=== TASK INSTRUCTIONS ===
The line that holds "[ ] a keypoint on each instance of the elliptical" marks the start. Return it and each following line through the end of the data, unchanged.

(DATA EXTRACT Opens)

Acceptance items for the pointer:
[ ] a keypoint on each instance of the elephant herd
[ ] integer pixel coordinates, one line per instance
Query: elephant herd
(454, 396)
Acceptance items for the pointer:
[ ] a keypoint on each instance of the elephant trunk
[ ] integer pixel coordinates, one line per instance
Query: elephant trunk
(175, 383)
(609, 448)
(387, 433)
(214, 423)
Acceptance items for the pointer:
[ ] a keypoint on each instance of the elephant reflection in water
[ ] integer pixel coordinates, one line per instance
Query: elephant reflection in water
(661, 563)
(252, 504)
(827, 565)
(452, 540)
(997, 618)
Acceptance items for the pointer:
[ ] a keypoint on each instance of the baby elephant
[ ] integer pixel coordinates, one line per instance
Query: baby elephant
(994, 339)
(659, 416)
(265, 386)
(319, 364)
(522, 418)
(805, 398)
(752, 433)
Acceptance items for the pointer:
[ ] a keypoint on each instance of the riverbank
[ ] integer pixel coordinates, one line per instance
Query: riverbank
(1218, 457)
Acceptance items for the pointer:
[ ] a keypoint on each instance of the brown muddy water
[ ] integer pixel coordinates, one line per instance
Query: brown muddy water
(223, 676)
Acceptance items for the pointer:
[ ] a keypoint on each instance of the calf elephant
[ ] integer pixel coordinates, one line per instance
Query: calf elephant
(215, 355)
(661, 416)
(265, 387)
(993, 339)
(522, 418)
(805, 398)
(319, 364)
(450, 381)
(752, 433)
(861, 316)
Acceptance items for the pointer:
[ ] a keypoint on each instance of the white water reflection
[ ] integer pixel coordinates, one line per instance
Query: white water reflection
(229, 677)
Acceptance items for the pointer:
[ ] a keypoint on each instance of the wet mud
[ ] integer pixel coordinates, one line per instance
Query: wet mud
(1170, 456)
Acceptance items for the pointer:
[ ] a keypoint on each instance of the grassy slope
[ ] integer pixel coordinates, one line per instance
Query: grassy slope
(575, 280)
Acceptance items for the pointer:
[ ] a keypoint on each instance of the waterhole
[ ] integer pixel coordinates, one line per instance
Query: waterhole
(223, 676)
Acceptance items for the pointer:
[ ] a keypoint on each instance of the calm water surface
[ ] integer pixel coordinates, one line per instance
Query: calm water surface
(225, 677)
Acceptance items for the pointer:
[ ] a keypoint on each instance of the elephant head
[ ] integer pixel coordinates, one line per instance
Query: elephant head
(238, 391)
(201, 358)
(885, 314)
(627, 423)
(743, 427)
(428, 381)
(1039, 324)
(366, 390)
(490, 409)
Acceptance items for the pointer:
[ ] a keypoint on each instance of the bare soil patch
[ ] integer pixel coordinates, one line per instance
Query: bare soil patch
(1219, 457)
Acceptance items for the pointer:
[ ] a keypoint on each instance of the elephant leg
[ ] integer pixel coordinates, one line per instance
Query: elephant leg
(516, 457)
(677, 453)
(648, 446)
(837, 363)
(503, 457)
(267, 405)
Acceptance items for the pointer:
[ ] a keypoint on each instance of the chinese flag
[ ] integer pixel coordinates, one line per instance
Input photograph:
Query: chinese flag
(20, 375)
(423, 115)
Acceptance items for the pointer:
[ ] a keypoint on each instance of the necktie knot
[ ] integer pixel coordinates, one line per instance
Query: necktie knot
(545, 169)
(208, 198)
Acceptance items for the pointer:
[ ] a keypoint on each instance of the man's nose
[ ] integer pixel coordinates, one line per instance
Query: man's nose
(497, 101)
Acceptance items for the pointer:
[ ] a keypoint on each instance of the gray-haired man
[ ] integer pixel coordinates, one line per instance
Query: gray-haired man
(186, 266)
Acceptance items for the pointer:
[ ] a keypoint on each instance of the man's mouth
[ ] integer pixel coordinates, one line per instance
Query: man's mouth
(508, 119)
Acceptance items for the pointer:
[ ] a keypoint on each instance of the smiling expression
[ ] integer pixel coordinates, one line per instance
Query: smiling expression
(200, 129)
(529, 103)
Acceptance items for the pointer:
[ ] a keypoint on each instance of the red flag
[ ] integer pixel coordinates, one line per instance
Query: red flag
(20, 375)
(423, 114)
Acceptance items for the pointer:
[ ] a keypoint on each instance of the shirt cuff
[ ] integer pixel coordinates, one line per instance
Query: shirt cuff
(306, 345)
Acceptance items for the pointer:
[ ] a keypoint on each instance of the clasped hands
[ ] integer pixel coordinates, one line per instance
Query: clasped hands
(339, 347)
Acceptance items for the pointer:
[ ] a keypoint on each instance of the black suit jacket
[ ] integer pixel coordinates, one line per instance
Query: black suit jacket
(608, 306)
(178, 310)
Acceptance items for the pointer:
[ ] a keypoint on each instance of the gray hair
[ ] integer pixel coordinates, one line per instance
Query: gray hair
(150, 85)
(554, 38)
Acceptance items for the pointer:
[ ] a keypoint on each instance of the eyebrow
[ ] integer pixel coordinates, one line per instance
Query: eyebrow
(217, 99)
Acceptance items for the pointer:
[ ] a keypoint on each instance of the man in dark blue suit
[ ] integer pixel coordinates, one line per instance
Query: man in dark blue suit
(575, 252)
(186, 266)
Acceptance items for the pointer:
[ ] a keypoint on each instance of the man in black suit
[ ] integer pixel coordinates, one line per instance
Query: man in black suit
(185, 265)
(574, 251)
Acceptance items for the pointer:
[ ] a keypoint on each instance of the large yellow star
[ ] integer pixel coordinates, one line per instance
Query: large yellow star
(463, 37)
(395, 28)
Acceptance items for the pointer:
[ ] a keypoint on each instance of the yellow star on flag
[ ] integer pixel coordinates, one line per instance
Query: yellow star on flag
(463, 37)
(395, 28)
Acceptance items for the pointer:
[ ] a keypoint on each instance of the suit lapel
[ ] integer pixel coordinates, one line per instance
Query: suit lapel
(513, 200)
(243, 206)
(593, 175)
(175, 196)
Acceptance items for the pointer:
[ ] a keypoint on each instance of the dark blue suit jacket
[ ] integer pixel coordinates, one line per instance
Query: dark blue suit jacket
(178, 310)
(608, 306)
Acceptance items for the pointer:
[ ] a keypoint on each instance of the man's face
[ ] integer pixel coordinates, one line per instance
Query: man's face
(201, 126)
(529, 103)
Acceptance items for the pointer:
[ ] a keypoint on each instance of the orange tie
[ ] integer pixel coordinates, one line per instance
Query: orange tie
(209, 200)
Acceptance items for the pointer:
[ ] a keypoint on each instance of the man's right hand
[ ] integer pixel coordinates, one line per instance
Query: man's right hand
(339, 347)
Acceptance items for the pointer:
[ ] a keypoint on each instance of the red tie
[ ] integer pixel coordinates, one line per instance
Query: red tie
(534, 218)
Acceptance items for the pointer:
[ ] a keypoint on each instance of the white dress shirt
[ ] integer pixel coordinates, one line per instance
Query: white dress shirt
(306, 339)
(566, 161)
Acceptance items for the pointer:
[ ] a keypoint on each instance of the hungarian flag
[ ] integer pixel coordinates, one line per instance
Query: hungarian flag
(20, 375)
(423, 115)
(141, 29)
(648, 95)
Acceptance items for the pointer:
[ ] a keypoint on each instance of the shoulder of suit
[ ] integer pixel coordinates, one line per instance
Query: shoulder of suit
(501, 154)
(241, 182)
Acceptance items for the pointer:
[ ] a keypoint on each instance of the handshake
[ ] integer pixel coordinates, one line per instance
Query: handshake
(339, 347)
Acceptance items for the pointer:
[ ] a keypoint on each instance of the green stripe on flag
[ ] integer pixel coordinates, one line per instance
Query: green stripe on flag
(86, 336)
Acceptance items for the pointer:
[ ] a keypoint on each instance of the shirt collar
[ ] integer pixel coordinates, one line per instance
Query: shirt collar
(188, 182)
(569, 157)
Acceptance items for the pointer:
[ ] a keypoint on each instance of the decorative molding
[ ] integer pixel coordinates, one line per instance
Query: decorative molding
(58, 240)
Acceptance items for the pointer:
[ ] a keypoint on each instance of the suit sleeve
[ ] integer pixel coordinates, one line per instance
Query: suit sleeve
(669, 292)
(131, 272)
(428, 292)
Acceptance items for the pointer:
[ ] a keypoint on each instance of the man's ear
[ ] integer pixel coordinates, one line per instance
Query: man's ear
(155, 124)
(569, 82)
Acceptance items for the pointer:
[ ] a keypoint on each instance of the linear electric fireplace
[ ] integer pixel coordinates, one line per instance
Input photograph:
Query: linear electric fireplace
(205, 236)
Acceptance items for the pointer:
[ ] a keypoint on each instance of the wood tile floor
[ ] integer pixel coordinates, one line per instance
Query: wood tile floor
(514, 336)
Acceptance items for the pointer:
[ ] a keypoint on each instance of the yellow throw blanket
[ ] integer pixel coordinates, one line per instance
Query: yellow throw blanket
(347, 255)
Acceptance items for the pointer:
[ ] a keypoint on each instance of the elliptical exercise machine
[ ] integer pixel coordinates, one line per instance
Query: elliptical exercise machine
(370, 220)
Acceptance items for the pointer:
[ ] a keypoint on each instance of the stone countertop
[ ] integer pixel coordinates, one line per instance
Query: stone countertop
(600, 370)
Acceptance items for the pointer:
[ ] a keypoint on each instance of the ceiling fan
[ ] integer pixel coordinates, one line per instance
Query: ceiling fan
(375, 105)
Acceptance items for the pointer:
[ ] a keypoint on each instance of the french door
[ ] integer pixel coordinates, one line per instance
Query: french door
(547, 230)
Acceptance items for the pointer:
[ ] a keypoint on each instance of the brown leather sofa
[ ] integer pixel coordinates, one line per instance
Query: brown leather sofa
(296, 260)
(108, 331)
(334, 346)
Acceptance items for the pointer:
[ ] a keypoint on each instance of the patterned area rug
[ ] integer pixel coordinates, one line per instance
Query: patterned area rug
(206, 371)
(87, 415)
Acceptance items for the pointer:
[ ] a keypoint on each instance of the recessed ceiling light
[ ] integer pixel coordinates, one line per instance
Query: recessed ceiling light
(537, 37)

(DATA EXTRACT Closes)

=== EXERCISE SOLUTION ===
[ ] a keypoint on each instance of the elliptical exercise machine
[ ] integer pixel coordinates, one line per instance
Query: elliptical exercise machine
(370, 220)
Acceptance items for the pointer:
[ ] a keypoint on each instance of the stone countertop
[ ] integer pixel coordinates, one line per instance
Query: stone countertop
(600, 370)
Acceptance items for the pointer:
[ ] a keypoint on each instance of the ceiling fan
[ ] integer pixel coordinates, one line per instance
Query: ceiling fan
(375, 105)
Acceptance items for the pointer:
[ ] a keypoint on each instance of the french door
[ ] integer pixel coordinates, one line per instance
Query: french door
(547, 230)
Acceptance items for the pointer:
[ ] a keypoint on each instance of the brown leather sofa
[ ] integer pixel coordinates, one line per instance
Query: brown leather sofa
(296, 260)
(108, 331)
(334, 346)
Acceptance items for the pointer:
[ ] a keypoint on each instance of the patterned area rug
[ ] integer pixel coordinates, one line per instance
Query: patterned area rug
(206, 371)
(87, 415)
Acceptance items for the pointer:
[ ] a keypoint on each instance of the recessed ceiling light
[ ] integer pixel coordinates, one line per instance
Query: recessed ceiling light
(537, 37)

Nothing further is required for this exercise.